#### Document extract

Ruud outlined the specific terms of the settlement agreement including the claims process, the publications, the duties of a claims administrator and the injunctive relief. The second tier settlement aspect was unique to the Illinois and Iowa litigation. (Tr. 151-56).
Ruud is aware of the objections that Bandas has filed in other WalMart cases in other jurisdictions, including the Iowa case and the South Carolina case. However, Ruud is not aware of Bandas getting disciplined in any jurisdiction. Ruud is not aware of any Appellate Court that has required Bandas to post a bond in order to appeal a denial of any objections to a WalMart settlement. (Tr. 160-63; Resp. Ex. 14).
Catherine Zamora Cartee
Catherine Zamora Cartee ("Cartee") is an attorney admitted to practice law in Iowa since 1988. Cartee worked as a prosecutor in the Clinton County Attorney's Office. She worked for a private firm for thirteen years and became a sole practitioner in 2005. Cartee's practice concentrates on family law, employment law and personal injury. In 2000, Cartee became involved in the Iowa WalMart litigation. Cartee testified that Lisa Brown, the Illinois class representative, was the daughter-in-law of a secretary in Cartee's office. Cartee brought Glenn Ruud into the litigation because she was not licensed in Illinois. Cartee was admitted pro hac vice by Judge Vandewiele. Cartee did not do a lot of the drafting of pleadings for the Illinois case. The Illinois case was very contentious. (Tr. 172-78).
In late November 2008, Cartee learned that WalMart was interested in settling the Iowa and Illinois cases. Initially, Cartee was not willing to settle given the terms that WalMart offered. Cartee described the injunctive relief that was negotiated. Cartee stated that cases that were certified got twice as much money as the cases that were not certified. Cartee decided to settle because Illinois had been denied class certification and she wanted to get the class members something verses nothing. (Tr. 179-84).

########
#### Data segment

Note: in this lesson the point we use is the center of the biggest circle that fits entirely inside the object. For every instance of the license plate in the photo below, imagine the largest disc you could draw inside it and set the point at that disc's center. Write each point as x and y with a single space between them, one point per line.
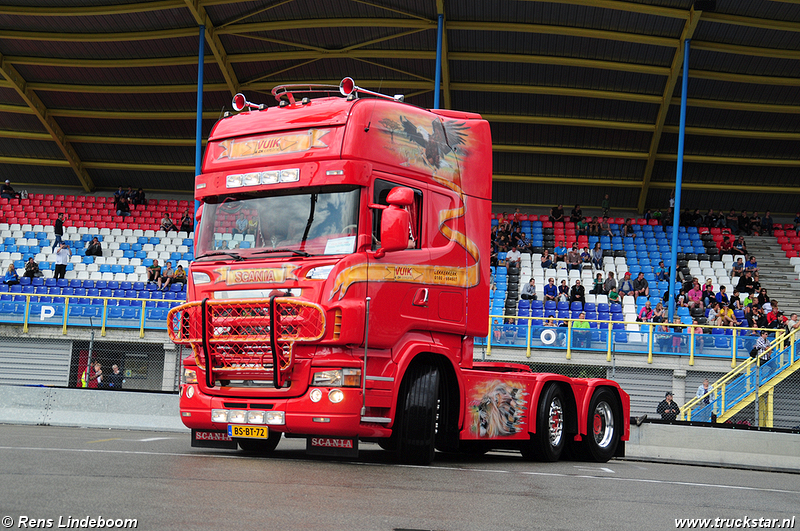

########

Work instructions>
1 - List every transcript page citation (marked "Tr.") that appears in the testimony summary.
2 - Render this sentence from the testimony summary in Spanish: "Cartee worked as a prosecutor in the Clinton County Attorney's Office."
3 - Duplicate the testimony summary word for word, taking everything from "Ruud outlined the" down to "Resp. Ex. 14).".
Rely only on the testimony summary above.

Exercise answers>
1 -
Tr. 151-56
Tr. 160-63
Tr. 172-78
Tr. 179-84

2 - Cartee trabajó como fiscal en la Oficina del Fiscal del Condado de Clinton.

3 -
Ruud outlined the specific terms of the settlement agreement including the claims process, the publications, the duties of a claims administrator and the injunctive relief. The second tier settlement aspect was unique to the Illinois and Iowa litigation. (Tr. 151-56).
Ruud is aware of the objections that Bandas has filed in other WalMart cases in other jurisdictions, including the Iowa case and the South Carolina case. However, Ruud is not aware of Bandas getting disciplined in any jurisdiction. Ruud is not aware of any Appellate Court that has required Bandas to post a bond in order to appeal a denial of any objections to a WalMart settlement. (Tr. 160-63; Resp. Ex. 14).